» **Instruções da tarefa**
Reproduza sem qualquer alteração o trecho do excerto fornecido que começa nas palavras que contêm "A sentença recorrida" e termina em "A (ora opoente).".

» **Excerto fornecido**
▶

A sentença recorrida deu por provados nos seguintes factos:

1.–Em 26 de Outubro de 2012 foi celebrado entre a sociedade executada e o BES um contrato de financiamento em regime multiusos BES Express Bill n.º 001612000053763, nos termos do qual, para além do mais, o BES concedeu à sociedade executada um empréstimo até ao montante máximo de €40.000,00 (quarenta mil euros), destinado a Apoio de Tesouraria, quantia essa que foi integralmente mutuada.
2.–Para garantir o bom pagamento de todas as responsabilidades que do mencionado contrato advinham para a sociedade agora executada, esta entregou ao BES uma livrança subscrita pela mesma e avalizada pelos executados André …. e A (ora opoente).
3.–Também para garantia do cumprimento do referido empréstimo, a sociedade executada constituiu penhor sobre depósito bancário, no montante de €15.000,00, depositado na conta n.º 1003 0600 0076, titulado pela sociedade executada.

◀

» **Dados fornecidos**
▶

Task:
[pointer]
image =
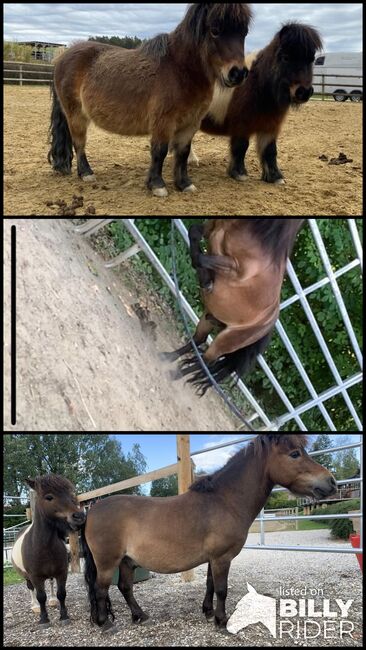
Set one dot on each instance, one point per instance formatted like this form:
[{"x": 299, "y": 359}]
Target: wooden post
[
  {"x": 74, "y": 550},
  {"x": 184, "y": 478}
]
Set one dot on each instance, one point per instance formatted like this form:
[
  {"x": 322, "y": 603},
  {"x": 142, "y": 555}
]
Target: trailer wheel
[{"x": 356, "y": 96}]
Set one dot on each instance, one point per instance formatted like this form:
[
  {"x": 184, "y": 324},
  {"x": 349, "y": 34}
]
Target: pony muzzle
[
  {"x": 76, "y": 520},
  {"x": 301, "y": 94},
  {"x": 235, "y": 76}
]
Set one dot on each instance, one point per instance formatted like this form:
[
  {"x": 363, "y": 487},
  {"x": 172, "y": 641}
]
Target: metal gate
[{"x": 259, "y": 419}]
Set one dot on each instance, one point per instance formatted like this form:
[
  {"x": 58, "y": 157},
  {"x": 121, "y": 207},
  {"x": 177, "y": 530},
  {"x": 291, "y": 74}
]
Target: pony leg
[
  {"x": 204, "y": 328},
  {"x": 220, "y": 573},
  {"x": 155, "y": 181},
  {"x": 267, "y": 151},
  {"x": 125, "y": 585},
  {"x": 229, "y": 340},
  {"x": 44, "y": 621},
  {"x": 103, "y": 603},
  {"x": 181, "y": 178},
  {"x": 238, "y": 148},
  {"x": 34, "y": 605},
  {"x": 78, "y": 125},
  {"x": 52, "y": 600},
  {"x": 207, "y": 607},
  {"x": 61, "y": 595}
]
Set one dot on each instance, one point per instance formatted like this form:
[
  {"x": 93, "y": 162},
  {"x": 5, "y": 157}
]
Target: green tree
[
  {"x": 165, "y": 487},
  {"x": 324, "y": 441},
  {"x": 90, "y": 461}
]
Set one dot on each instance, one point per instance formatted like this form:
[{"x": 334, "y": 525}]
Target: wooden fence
[{"x": 27, "y": 73}]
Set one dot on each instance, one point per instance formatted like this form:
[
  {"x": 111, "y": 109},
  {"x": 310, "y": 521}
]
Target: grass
[{"x": 11, "y": 577}]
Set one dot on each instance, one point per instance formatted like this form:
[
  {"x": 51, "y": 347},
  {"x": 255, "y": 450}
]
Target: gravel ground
[{"x": 175, "y": 606}]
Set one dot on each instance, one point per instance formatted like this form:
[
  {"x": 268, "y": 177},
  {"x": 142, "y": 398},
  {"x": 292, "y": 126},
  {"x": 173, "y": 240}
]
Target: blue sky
[
  {"x": 339, "y": 23},
  {"x": 160, "y": 450}
]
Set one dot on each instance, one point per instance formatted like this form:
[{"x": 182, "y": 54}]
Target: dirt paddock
[
  {"x": 174, "y": 606},
  {"x": 313, "y": 187}
]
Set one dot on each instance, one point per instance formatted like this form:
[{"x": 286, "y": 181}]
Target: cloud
[{"x": 339, "y": 23}]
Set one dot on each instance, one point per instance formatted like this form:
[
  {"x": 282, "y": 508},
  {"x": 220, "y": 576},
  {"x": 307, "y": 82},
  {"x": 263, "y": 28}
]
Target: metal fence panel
[{"x": 340, "y": 387}]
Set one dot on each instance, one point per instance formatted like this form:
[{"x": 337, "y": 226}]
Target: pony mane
[
  {"x": 229, "y": 17},
  {"x": 300, "y": 41},
  {"x": 156, "y": 47},
  {"x": 276, "y": 235},
  {"x": 257, "y": 447},
  {"x": 53, "y": 483}
]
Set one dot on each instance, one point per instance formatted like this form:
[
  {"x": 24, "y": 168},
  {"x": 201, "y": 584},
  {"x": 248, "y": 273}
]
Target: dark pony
[
  {"x": 163, "y": 88},
  {"x": 40, "y": 552},
  {"x": 280, "y": 77},
  {"x": 241, "y": 278},
  {"x": 208, "y": 524}
]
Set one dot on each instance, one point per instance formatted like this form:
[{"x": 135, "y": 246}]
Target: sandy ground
[
  {"x": 313, "y": 187},
  {"x": 85, "y": 361},
  {"x": 175, "y": 606}
]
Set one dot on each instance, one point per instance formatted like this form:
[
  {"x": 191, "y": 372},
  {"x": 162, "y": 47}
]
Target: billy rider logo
[{"x": 298, "y": 617}]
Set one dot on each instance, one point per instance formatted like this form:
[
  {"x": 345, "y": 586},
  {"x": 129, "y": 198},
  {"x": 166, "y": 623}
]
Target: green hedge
[{"x": 308, "y": 265}]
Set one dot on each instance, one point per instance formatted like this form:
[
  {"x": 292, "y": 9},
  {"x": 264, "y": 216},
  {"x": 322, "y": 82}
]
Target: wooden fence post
[{"x": 184, "y": 478}]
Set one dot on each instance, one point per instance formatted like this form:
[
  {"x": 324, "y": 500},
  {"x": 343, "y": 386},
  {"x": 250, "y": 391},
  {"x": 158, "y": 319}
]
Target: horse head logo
[{"x": 251, "y": 609}]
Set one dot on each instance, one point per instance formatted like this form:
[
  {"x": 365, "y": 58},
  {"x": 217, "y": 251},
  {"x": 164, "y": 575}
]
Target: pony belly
[{"x": 16, "y": 554}]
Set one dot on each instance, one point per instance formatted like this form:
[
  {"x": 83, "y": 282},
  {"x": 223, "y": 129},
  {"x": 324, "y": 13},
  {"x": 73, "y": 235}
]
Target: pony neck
[
  {"x": 44, "y": 528},
  {"x": 248, "y": 491},
  {"x": 189, "y": 55}
]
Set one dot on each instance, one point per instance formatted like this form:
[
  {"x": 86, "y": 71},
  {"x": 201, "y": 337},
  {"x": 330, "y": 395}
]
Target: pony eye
[{"x": 295, "y": 454}]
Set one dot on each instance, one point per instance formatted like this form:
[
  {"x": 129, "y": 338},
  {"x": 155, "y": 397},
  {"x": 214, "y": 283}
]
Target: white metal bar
[
  {"x": 336, "y": 291},
  {"x": 320, "y": 338},
  {"x": 318, "y": 285},
  {"x": 304, "y": 549},
  {"x": 356, "y": 240}
]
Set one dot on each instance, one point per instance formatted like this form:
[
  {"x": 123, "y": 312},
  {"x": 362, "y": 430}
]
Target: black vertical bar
[{"x": 13, "y": 324}]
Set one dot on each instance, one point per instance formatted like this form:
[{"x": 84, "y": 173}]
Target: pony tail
[
  {"x": 90, "y": 575},
  {"x": 61, "y": 154},
  {"x": 239, "y": 362}
]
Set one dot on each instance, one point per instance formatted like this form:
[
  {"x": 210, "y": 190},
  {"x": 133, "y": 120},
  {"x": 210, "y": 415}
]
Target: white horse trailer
[{"x": 339, "y": 75}]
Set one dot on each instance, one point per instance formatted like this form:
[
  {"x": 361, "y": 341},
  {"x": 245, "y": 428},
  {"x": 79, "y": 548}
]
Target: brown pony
[
  {"x": 280, "y": 77},
  {"x": 40, "y": 552},
  {"x": 163, "y": 88},
  {"x": 241, "y": 279},
  {"x": 210, "y": 523}
]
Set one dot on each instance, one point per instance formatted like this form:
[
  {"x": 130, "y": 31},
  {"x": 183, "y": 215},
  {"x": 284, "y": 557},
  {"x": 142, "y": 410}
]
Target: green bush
[
  {"x": 309, "y": 267},
  {"x": 342, "y": 529},
  {"x": 339, "y": 509}
]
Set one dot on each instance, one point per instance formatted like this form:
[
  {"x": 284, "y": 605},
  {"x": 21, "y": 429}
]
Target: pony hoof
[
  {"x": 164, "y": 356},
  {"x": 144, "y": 619},
  {"x": 160, "y": 192},
  {"x": 175, "y": 375},
  {"x": 109, "y": 628}
]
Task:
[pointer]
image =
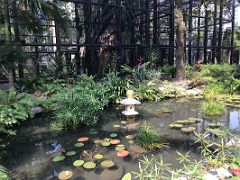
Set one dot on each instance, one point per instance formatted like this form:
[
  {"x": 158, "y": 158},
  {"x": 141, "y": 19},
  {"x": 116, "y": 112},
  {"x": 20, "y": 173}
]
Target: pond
[{"x": 30, "y": 154}]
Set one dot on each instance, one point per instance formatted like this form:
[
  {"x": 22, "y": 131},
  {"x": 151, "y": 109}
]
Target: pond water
[{"x": 30, "y": 154}]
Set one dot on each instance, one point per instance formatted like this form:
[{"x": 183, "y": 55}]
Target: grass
[{"x": 213, "y": 108}]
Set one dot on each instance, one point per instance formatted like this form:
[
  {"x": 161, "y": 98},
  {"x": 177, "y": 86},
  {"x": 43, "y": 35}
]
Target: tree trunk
[
  {"x": 180, "y": 32},
  {"x": 7, "y": 40}
]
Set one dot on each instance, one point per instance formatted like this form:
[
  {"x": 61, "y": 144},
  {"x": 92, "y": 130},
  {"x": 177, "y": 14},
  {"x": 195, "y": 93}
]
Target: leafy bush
[
  {"x": 14, "y": 108},
  {"x": 3, "y": 173},
  {"x": 148, "y": 91},
  {"x": 80, "y": 104},
  {"x": 149, "y": 139},
  {"x": 168, "y": 71},
  {"x": 213, "y": 108},
  {"x": 115, "y": 85}
]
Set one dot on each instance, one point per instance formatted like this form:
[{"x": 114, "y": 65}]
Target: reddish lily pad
[
  {"x": 83, "y": 139},
  {"x": 58, "y": 158},
  {"x": 98, "y": 156},
  {"x": 79, "y": 145},
  {"x": 64, "y": 175},
  {"x": 78, "y": 163},
  {"x": 107, "y": 163},
  {"x": 105, "y": 143},
  {"x": 71, "y": 153},
  {"x": 115, "y": 141},
  {"x": 236, "y": 172},
  {"x": 89, "y": 165},
  {"x": 122, "y": 153},
  {"x": 112, "y": 135}
]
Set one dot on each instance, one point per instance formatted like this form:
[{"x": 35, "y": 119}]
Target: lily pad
[
  {"x": 127, "y": 176},
  {"x": 214, "y": 125},
  {"x": 115, "y": 141},
  {"x": 129, "y": 137},
  {"x": 98, "y": 141},
  {"x": 175, "y": 125},
  {"x": 112, "y": 135},
  {"x": 58, "y": 158},
  {"x": 185, "y": 121},
  {"x": 98, "y": 156},
  {"x": 89, "y": 165},
  {"x": 64, "y": 175},
  {"x": 93, "y": 132},
  {"x": 78, "y": 163},
  {"x": 71, "y": 153},
  {"x": 107, "y": 163},
  {"x": 105, "y": 143},
  {"x": 79, "y": 145},
  {"x": 195, "y": 119},
  {"x": 122, "y": 153},
  {"x": 120, "y": 148},
  {"x": 83, "y": 139},
  {"x": 188, "y": 129}
]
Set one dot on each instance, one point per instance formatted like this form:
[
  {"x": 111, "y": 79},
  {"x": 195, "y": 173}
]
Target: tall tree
[{"x": 180, "y": 34}]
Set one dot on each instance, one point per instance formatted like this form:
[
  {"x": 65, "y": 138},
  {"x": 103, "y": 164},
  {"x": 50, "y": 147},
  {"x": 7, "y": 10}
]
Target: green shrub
[
  {"x": 148, "y": 91},
  {"x": 14, "y": 108},
  {"x": 149, "y": 139},
  {"x": 116, "y": 86},
  {"x": 3, "y": 173},
  {"x": 80, "y": 104},
  {"x": 168, "y": 71},
  {"x": 217, "y": 70},
  {"x": 213, "y": 108}
]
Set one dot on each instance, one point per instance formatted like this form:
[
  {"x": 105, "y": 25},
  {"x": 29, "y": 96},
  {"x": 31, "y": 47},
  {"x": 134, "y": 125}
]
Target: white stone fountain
[{"x": 130, "y": 104}]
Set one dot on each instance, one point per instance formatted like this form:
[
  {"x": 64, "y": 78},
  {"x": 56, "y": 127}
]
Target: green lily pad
[
  {"x": 98, "y": 156},
  {"x": 78, "y": 163},
  {"x": 107, "y": 163},
  {"x": 105, "y": 144},
  {"x": 195, "y": 119},
  {"x": 112, "y": 135},
  {"x": 119, "y": 148},
  {"x": 175, "y": 125},
  {"x": 185, "y": 121},
  {"x": 93, "y": 132},
  {"x": 89, "y": 165},
  {"x": 71, "y": 153},
  {"x": 214, "y": 125},
  {"x": 58, "y": 158},
  {"x": 79, "y": 145},
  {"x": 129, "y": 137},
  {"x": 127, "y": 176},
  {"x": 188, "y": 129}
]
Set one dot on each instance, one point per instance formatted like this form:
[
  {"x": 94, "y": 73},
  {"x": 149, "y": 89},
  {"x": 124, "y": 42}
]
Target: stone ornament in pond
[
  {"x": 78, "y": 163},
  {"x": 122, "y": 153},
  {"x": 58, "y": 158},
  {"x": 89, "y": 165},
  {"x": 107, "y": 163},
  {"x": 115, "y": 141},
  {"x": 98, "y": 156}
]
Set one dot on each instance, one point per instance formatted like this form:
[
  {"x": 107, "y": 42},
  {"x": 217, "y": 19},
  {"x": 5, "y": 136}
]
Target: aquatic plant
[
  {"x": 3, "y": 173},
  {"x": 149, "y": 139},
  {"x": 213, "y": 108},
  {"x": 81, "y": 104},
  {"x": 15, "y": 108}
]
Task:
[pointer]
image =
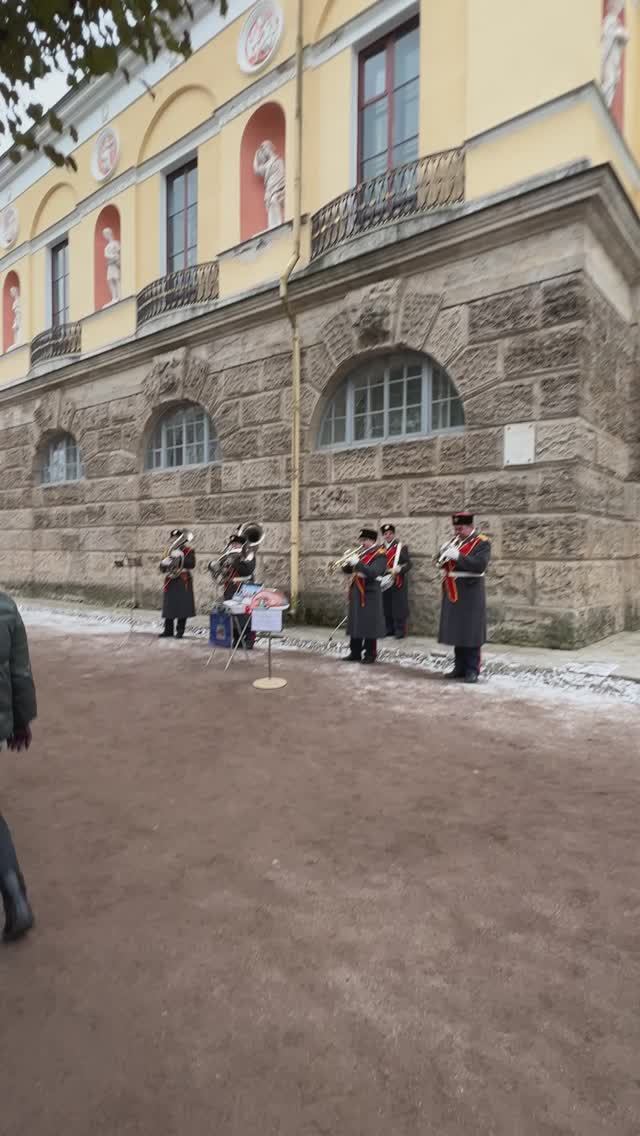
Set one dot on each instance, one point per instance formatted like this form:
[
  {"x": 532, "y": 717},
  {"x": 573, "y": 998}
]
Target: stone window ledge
[{"x": 259, "y": 242}]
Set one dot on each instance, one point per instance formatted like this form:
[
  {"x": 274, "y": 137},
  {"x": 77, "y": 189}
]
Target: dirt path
[{"x": 370, "y": 904}]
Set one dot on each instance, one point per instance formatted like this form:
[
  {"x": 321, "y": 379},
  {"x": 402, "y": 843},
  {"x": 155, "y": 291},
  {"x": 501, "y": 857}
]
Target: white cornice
[
  {"x": 85, "y": 106},
  {"x": 93, "y": 105},
  {"x": 181, "y": 150},
  {"x": 589, "y": 94}
]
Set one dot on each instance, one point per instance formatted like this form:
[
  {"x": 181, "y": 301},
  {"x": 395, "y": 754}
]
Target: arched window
[
  {"x": 183, "y": 437},
  {"x": 61, "y": 460},
  {"x": 390, "y": 399}
]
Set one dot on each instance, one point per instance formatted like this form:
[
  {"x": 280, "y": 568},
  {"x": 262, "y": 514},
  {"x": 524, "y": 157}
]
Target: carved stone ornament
[
  {"x": 374, "y": 317},
  {"x": 9, "y": 226},
  {"x": 613, "y": 44},
  {"x": 260, "y": 36},
  {"x": 177, "y": 376},
  {"x": 106, "y": 153}
]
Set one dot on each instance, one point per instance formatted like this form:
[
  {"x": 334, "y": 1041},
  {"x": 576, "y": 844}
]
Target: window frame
[
  {"x": 164, "y": 424},
  {"x": 46, "y": 464},
  {"x": 183, "y": 170},
  {"x": 348, "y": 385},
  {"x": 53, "y": 253},
  {"x": 384, "y": 43}
]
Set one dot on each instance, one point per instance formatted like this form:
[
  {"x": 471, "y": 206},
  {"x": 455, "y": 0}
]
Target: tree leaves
[{"x": 81, "y": 40}]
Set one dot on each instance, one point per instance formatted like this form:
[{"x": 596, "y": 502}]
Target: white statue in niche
[
  {"x": 269, "y": 166},
  {"x": 17, "y": 314},
  {"x": 613, "y": 42},
  {"x": 113, "y": 259}
]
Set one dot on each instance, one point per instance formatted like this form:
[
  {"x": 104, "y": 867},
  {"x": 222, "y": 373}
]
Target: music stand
[
  {"x": 241, "y": 628},
  {"x": 334, "y": 632},
  {"x": 133, "y": 562}
]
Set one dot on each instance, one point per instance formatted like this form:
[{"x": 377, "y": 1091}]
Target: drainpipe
[{"x": 296, "y": 379}]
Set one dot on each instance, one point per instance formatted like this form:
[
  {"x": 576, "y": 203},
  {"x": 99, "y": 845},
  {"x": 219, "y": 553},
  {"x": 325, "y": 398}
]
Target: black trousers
[
  {"x": 467, "y": 660},
  {"x": 181, "y": 625},
  {"x": 8, "y": 858},
  {"x": 370, "y": 648},
  {"x": 396, "y": 625}
]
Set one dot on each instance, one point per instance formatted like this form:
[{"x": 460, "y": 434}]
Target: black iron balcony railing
[
  {"x": 182, "y": 289},
  {"x": 420, "y": 186},
  {"x": 56, "y": 343}
]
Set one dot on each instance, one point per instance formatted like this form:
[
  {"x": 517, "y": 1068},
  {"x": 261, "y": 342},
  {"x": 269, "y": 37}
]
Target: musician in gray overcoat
[
  {"x": 396, "y": 598},
  {"x": 365, "y": 623},
  {"x": 463, "y": 617},
  {"x": 179, "y": 602}
]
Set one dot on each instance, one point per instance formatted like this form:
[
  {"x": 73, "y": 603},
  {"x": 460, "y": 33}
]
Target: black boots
[
  {"x": 18, "y": 916},
  {"x": 181, "y": 624}
]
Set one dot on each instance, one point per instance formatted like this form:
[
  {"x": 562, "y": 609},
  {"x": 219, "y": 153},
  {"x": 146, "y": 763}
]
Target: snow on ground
[{"x": 506, "y": 677}]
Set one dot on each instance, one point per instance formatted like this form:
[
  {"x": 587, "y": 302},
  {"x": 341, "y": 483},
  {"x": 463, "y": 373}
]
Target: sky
[{"x": 47, "y": 91}]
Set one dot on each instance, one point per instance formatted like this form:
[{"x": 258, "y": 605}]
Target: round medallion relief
[
  {"x": 260, "y": 35},
  {"x": 9, "y": 225},
  {"x": 106, "y": 153}
]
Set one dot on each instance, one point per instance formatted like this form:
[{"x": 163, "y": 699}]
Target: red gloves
[{"x": 19, "y": 740}]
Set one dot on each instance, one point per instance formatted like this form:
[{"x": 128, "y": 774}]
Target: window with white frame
[
  {"x": 63, "y": 461},
  {"x": 391, "y": 399},
  {"x": 182, "y": 437}
]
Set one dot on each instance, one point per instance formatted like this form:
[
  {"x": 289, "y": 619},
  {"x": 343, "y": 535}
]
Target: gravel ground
[{"x": 368, "y": 904}]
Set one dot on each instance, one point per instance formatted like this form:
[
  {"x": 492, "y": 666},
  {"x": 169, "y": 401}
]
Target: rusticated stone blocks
[
  {"x": 402, "y": 458},
  {"x": 545, "y": 351},
  {"x": 505, "y": 314},
  {"x": 332, "y": 501},
  {"x": 564, "y": 301}
]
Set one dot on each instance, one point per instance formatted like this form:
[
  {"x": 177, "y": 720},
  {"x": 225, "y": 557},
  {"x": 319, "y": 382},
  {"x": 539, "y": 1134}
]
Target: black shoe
[{"x": 18, "y": 916}]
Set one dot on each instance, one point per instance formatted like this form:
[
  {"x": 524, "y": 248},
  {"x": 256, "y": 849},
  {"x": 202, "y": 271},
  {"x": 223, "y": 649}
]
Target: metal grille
[
  {"x": 179, "y": 290},
  {"x": 407, "y": 191},
  {"x": 56, "y": 342},
  {"x": 63, "y": 461}
]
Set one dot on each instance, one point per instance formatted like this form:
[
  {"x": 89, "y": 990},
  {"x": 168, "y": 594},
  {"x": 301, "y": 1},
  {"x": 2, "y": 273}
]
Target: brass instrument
[
  {"x": 342, "y": 561},
  {"x": 441, "y": 557},
  {"x": 171, "y": 565},
  {"x": 251, "y": 534}
]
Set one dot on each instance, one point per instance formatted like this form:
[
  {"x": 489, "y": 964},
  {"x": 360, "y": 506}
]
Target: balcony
[
  {"x": 418, "y": 188},
  {"x": 56, "y": 343},
  {"x": 183, "y": 289}
]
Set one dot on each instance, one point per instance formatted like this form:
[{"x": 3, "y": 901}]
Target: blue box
[{"x": 221, "y": 632}]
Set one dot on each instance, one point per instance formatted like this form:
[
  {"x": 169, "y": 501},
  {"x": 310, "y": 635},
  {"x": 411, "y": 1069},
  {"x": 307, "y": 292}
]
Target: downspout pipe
[{"x": 297, "y": 357}]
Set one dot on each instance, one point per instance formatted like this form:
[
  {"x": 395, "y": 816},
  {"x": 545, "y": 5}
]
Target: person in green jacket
[{"x": 17, "y": 711}]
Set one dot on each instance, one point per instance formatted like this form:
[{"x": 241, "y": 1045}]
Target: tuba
[
  {"x": 251, "y": 534},
  {"x": 171, "y": 565},
  {"x": 341, "y": 562}
]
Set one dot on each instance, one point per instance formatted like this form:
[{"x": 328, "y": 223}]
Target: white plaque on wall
[
  {"x": 260, "y": 36},
  {"x": 106, "y": 153},
  {"x": 520, "y": 444}
]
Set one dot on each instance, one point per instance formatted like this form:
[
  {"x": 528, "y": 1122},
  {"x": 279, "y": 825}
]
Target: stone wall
[{"x": 547, "y": 349}]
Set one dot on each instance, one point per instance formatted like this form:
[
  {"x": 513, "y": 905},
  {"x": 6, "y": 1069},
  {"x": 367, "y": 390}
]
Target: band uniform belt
[{"x": 465, "y": 575}]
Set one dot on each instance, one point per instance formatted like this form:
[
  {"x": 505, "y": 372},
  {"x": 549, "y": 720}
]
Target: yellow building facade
[{"x": 349, "y": 261}]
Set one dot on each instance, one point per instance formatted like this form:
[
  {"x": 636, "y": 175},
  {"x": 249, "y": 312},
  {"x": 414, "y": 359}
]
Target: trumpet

◀

» **Resposta à tarefa**
A sentença recorrida deu por provados nos seguintes factos:

1.–Em 26 de Outubro de 2012 foi celebrado entre a sociedade executada e o BES um contrato de financiamento em regime multiusos BES Express Bill n.º 001612000053763, nos termos do qual, para além do mais, o BES concedeu à sociedade executada um empréstimo até ao montante máximo de €40.000,00 (quarenta mil euros), destinado a Apoio de Tesouraria, quantia essa que foi integralmente mutuada.
2.–Para garantir o bom pagamento de todas as responsabilidades que do mencionado contrato advinham para a sociedade agora executada, esta entregou ao BES uma livrança subscrita pela mesma e avalizada pelos executados André …. e A (ora opoente).